> GIVEN REQUEST A
Write out the records below, from the start of the records through the line that contains "211, 368, 301, 384", with both ends included. Leave the pictures out of your copy.

> SELECTED PASSAGE
■ ■ ■ ■

Can you enable the java flag -Dsun.io.serialization.extendedDebugInfo=true
for driver in your driver startup-script? That should give an indication of
the sequence of object references that lead to the StremaingContext being
included in the closure.

TD


On Thu, Aug 7, 2014 at 10:23 AM, Padmanabhan, Mahesh (contractor) <
[email protected]> wrote:

> Thanks TD but unfortunately that did not work.
>
> From: Tathagata Das <[email protected]>
> Date: Thursday, August 7, 2014 at 10:55 AM
> To: Mahesh Padmanabhan <[email protected]>
> Cc: "[email protected]" <[email protected]>
> Subject: Re: Spark 1.0.1 NotSerialized exception (a bit of a head
> scratcher)
>
> It could be because of the variable "enableOpStat". Since its defined
> outside foreachRDD, referring to it inside the rdd.foreach is probably
> causing the whole streaming context being included in the closure. Scala
> funkiness. Try this, see if it works.
>
> msgCount.join(ddCount).foreachRDD((rdd: RDD[(Int, (Long, Long))]) => {
>        *val enable = enableOpStat*
>
>         rdd.foreach(item => item match {
>           case (key, (oc, dc)) => {
>             DebugLogger.log("Original event count = " + oc)
>             DebugLogger.log("Found "+(oc-dc)+" duplicate(s) in "+oc+"
> events")
>             if (*enable*) {
>               try {
>                 val statBody = Array(("batchCount", oc.toString()),
>                   ("duplicateCount", (oc-dc).toString()))
>                 OperationalStatProducer.produce(statBody)
>               } catch { case e: Exception => DebugLogger.report(e) }
>             }
>           }
>         })
>       })
>
>
>
> On Thu, Aug 7, 2014 at 9:03 AM, Padmanabhan, Mahesh (contractor) <
> [email protected]> wrote:
>
>> Hello all,
>>
>> I am not sure what is going on – I am getting a NotSerializedException
>> and initially I thought it was due to not registering one of my classes
>> with Kryo but that doesn’t seem to be the case. I am essentially
>> eliminating duplicates in a spark streaming application by using a “window”

■ ■ ■ ■

> GIVEN REQUEST B
Resume the email thread above about the Spark serialization exception, continuing from the point where it stops.

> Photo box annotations

■ ■ ■ ■

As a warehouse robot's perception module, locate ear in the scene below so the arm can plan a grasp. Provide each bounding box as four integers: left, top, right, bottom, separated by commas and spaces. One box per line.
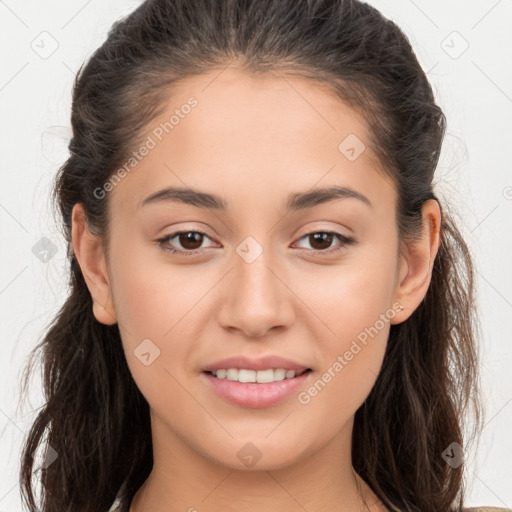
391, 199, 441, 324
71, 203, 117, 325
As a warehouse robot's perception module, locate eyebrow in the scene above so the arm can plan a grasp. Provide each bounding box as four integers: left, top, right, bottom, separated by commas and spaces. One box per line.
140, 186, 373, 211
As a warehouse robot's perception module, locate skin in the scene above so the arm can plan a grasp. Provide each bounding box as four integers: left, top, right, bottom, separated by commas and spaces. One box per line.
72, 67, 441, 512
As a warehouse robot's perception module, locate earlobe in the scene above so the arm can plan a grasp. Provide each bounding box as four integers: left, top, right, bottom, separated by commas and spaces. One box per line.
391, 199, 441, 324
71, 203, 117, 325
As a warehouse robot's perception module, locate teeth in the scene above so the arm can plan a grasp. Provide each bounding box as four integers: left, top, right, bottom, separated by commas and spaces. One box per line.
211, 368, 301, 384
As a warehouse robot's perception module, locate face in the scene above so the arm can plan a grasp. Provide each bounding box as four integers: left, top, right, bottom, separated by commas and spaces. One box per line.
75, 69, 424, 468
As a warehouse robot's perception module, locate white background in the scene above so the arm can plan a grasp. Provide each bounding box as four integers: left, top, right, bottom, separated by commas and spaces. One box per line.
0, 0, 512, 512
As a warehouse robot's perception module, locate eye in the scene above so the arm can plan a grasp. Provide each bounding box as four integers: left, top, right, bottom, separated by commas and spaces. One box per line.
156, 230, 217, 256
155, 230, 355, 256
292, 231, 355, 254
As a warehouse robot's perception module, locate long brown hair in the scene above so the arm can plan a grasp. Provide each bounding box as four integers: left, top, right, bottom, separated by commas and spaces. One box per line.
20, 0, 481, 512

■ ■ ■ ■

> RIGHT ANSWER A
As a warehouse robot's perception module, locate ear in the scene below so the arm can plan a grasp. Provide each bounding box as four integers: left, top, right, bottom, separated by commas and spaces. One box per line.
391, 199, 441, 324
71, 203, 117, 325
As a warehouse robot's perception module, locate eyebrow in the scene above so the arm can plan a grasp. Provide each bounding box as four integers: left, top, right, bottom, separated by commas and spaces. One box per line.
140, 186, 373, 211
As a warehouse robot's perception module, locate skin in the scene above so the arm can plan a grasp. Provide each bounding box as four integers: left, top, right, bottom, separated by commas and spaces. One box per line.
72, 67, 441, 512
As a warehouse robot's perception module, locate earlobe in the scene above so the arm can plan a grasp. Provide each bounding box as four integers: left, top, right, bottom, separated by commas and spaces. One box per line.
391, 199, 441, 324
71, 203, 117, 325
As a warehouse robot's perception module, locate teeth in the scene above so the arm can plan a grasp. Provide each bounding box as four integers: left, top, right, bottom, separated by commas and spaces. One box per line.
211, 368, 301, 384

> RIGHT ANSWER B
>> to eliminate duplicates from the current batch and sending de-dup stats.
>>
>> The strange thing is that my application is not affected by this error at
>> all.
>>
>> I tried registering with Kryo like this (though it was more out of
>> desperation):
>>
>> class MyRegistrator extends KryoRegistrator {
>>   override def registerClasses(kryo: Kryo) {
>>     kryo.register(classOf[Long])
>>     kryo.register(classOf[Tuple2[Int, Tuple2[Long, Long]]])
>>   }
>> }
>>
>> Immediately before the exception, I have a piece of code that seems to be
>> executed (at rdd.foreach) though I am not sure if that is the culprit:
>>
>> Here is the code:
>>
>>     msgCount.join(ddCount).foreachRDD((rdd: RDD[(Int, (Long, Long))]) => {
>>         rdd.foreach(item => item match {
>>           case (key, (oc, dc)) => {
>>             DebugLogger.log("Original event count = " + oc)
>>             DebugLogger.log("Found "+(oc-dc)+" duplicate(s) in "+oc+"
>> events")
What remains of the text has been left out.